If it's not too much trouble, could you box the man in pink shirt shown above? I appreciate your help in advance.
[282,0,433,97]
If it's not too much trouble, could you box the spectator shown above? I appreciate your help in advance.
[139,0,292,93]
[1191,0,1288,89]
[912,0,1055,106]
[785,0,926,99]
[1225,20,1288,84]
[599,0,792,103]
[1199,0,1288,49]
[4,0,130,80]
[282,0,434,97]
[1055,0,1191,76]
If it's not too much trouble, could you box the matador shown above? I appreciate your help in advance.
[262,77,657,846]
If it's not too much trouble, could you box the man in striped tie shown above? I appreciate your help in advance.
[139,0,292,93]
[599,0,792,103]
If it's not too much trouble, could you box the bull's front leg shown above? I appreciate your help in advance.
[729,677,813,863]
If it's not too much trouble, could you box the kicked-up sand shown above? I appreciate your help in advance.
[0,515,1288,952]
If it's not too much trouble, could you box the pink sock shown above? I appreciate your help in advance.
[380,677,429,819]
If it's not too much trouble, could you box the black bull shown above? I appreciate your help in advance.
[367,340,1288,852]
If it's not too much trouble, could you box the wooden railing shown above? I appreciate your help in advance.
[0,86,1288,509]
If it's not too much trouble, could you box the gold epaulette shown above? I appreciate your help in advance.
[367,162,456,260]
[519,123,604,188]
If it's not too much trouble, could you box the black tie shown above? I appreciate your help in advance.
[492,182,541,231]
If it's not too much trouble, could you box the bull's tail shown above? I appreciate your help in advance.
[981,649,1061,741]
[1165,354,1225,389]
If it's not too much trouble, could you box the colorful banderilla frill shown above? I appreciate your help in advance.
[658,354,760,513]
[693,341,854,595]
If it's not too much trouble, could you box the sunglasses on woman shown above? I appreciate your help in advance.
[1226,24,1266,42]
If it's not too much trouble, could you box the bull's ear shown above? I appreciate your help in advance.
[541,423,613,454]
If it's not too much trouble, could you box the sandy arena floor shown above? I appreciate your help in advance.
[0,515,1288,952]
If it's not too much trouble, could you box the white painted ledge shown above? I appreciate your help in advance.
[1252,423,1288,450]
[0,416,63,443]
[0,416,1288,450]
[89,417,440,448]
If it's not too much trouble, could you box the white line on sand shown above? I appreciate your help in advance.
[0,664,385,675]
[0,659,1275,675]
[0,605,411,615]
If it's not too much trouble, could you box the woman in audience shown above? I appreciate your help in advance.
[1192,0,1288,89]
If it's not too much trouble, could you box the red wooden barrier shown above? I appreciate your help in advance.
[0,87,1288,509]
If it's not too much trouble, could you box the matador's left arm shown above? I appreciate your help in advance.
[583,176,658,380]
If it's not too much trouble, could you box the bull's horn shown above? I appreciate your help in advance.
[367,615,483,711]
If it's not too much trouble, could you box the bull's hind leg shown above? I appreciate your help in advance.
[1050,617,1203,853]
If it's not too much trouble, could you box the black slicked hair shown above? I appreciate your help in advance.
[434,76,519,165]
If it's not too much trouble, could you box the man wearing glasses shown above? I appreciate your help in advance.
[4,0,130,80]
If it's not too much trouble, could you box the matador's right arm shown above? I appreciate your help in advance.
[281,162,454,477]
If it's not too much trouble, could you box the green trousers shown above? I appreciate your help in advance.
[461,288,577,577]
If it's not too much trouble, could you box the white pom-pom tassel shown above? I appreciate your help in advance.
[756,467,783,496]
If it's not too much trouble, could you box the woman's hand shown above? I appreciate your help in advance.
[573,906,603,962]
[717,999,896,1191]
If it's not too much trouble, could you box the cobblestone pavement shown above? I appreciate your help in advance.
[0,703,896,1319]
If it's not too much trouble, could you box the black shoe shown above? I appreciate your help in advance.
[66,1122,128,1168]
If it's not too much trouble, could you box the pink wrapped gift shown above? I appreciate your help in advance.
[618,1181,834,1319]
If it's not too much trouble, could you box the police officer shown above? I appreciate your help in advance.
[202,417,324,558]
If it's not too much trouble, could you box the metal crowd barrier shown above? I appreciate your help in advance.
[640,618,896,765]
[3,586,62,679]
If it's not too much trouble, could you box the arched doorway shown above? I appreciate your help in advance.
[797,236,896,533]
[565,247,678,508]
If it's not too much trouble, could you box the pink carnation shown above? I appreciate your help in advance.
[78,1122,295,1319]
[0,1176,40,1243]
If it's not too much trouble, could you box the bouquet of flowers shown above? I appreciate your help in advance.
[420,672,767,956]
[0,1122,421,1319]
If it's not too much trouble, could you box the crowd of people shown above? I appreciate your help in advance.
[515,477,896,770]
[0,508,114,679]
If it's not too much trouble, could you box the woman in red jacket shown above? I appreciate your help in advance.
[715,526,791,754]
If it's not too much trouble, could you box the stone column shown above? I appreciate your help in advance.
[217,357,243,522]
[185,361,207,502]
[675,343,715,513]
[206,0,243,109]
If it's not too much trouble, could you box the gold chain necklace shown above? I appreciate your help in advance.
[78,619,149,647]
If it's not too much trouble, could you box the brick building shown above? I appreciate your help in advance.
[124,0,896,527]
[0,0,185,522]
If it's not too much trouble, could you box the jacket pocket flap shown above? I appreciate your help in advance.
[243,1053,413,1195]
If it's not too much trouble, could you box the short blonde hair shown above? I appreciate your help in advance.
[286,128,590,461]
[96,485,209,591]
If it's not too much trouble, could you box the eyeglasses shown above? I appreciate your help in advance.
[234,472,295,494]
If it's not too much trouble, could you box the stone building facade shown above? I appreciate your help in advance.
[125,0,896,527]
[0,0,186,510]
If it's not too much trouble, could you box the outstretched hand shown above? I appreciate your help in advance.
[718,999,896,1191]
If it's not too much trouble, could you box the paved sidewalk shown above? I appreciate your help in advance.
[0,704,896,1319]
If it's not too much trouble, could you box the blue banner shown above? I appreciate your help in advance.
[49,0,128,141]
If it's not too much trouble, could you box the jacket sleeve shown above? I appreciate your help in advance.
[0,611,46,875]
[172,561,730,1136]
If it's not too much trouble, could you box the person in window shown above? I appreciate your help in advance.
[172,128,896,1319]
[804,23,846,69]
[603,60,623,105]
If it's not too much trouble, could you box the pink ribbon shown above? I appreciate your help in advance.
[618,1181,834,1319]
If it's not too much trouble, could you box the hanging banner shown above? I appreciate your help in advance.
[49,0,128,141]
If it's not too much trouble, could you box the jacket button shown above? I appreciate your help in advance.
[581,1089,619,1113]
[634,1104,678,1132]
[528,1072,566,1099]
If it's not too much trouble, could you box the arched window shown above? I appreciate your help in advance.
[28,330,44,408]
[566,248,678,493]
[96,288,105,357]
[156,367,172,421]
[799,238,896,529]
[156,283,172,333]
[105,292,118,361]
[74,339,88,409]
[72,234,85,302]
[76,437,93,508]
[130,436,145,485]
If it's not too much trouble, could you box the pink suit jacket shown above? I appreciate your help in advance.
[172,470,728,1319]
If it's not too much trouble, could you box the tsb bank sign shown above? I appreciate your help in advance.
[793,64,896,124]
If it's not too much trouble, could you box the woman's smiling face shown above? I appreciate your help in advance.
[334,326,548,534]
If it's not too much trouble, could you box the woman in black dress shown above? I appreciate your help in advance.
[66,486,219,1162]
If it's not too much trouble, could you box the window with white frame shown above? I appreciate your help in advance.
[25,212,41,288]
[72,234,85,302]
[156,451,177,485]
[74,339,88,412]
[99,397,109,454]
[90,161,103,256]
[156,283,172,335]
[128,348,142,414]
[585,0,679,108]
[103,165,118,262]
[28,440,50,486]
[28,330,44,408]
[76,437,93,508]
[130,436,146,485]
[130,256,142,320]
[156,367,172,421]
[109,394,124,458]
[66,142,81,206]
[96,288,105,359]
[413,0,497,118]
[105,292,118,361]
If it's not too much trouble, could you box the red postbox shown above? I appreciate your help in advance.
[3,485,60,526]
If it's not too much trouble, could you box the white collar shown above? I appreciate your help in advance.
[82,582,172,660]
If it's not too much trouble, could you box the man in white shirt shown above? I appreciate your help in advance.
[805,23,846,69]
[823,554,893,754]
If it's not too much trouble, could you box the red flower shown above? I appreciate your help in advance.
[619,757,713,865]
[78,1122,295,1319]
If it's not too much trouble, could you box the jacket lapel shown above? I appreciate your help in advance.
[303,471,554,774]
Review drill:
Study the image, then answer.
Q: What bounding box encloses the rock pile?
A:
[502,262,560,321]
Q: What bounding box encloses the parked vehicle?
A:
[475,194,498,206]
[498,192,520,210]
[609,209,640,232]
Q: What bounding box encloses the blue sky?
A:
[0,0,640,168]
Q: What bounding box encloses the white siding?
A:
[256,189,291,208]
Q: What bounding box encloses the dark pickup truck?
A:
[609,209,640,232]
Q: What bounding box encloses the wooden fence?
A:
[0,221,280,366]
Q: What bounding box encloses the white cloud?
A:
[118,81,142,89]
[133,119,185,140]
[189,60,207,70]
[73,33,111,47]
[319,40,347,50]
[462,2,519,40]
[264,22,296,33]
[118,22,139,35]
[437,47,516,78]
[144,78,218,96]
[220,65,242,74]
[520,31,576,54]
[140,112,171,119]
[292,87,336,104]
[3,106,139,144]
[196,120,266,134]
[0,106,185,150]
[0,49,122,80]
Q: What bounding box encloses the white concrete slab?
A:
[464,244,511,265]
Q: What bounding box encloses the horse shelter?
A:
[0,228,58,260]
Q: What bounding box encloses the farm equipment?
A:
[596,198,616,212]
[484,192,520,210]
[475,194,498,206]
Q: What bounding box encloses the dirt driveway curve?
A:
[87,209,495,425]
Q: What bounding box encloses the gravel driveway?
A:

### SHORT TASK:
Rewrite the items from the start through the line containing "[262,77,657,846]", inclusive, changing "spectator" to "onlooker" and leaving everything else unchanged.

### WRITTEN SOLUTION:
If it's not too much trouble, could you box the man in pink shirt shown above? I appreciate your help in advance.
[282,0,433,97]
If it's not too much trouble, could you box the onlooker shown above? I appreciate your help in advance.
[139,0,292,93]
[1191,0,1288,89]
[912,0,1055,106]
[785,0,926,99]
[1225,20,1288,84]
[599,0,792,103]
[1199,0,1288,49]
[4,0,130,80]
[282,0,434,97]
[1055,0,1191,76]
If it's not too much trouble, could you box the matador shown above? I appreciate your help in advance.
[262,77,657,846]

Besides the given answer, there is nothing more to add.